==== Available data

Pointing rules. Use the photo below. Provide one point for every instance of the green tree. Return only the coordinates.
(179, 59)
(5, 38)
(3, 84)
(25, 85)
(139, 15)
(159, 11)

========

Task brief ::
Repeat the listing above in full, word for word.

Result ::
Pointing rules. Use the photo below. Provide one point for every instance of the green tree. Return only the coordinates.
(179, 59)
(5, 38)
(3, 84)
(25, 85)
(139, 15)
(159, 11)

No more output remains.